*** SUPPLIED TEXT ***

# Extatosoma tiaratum not shedding (Macleays Spectre)



## Johnald Chaffinch (Feb 21, 2006)

hi, i've had an Extatosoma tiaratum for a few months now and it only molted once, the night i got it. it had a dodgy molt though and it's back legs got all caught up in the skin, so i decided to wet it and help get the skin off. the skin came off but a few weeks later it decided to discard the two back legs. now new legs are growing back.

the thing is it hasnt shed in months!

it hasnt got any wings and it's a female so i'd expect it to have shed more but i'm guessing because of the lack of back legs it cant hang and shed properly. but i dont know because i've never had one of these before.

anyone know what'll happen?


----------



## Ian (Feb 22, 2006)

I have kept the extats before, and have had great problems with shedding! Due to the fact that they have such a complex structure, when shedding goes wrong, it can be fatal.

Do you spray yours?? Whenever I sprayed mine, they nymphs seemed to die off, although it did reduce the problems in shedding. I then concluded to keep the larger nymphs slightly wetter, and the hatchlings dry.

*** DATASET EXCERPT ***

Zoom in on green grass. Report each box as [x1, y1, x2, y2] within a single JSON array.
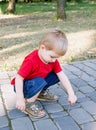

***

EXERCISE DESCRIPTION:
Take the forum thread about the Extatosoma tiaratum that hasn't shed further, starting right after its last sentence.

ANSWER BELOW:
This kind of overcame my problem with them. But, without the back 2 legs, it could prove a bit of a problem...the thing I have found is they do not hang, and just try to shed on the floor, and of coruse, they die!

So, keep going with it, she might be okay, but you never can tell..

Cheers,

Ian


----------



## Andrew (Feb 22, 2006)

She may just be taking some extra time to regenerate the legs before molting. This is what happened with one of my young C. Gemmatus nymphs. Due to a feeding accident, he lost two legs. He &amp; his sibling used to molt within a couple days of each other, but after he lost his legs, it took him and extra 2 weeks or so to molt, and when he did, he had his legs back.

This could be the case with your extat.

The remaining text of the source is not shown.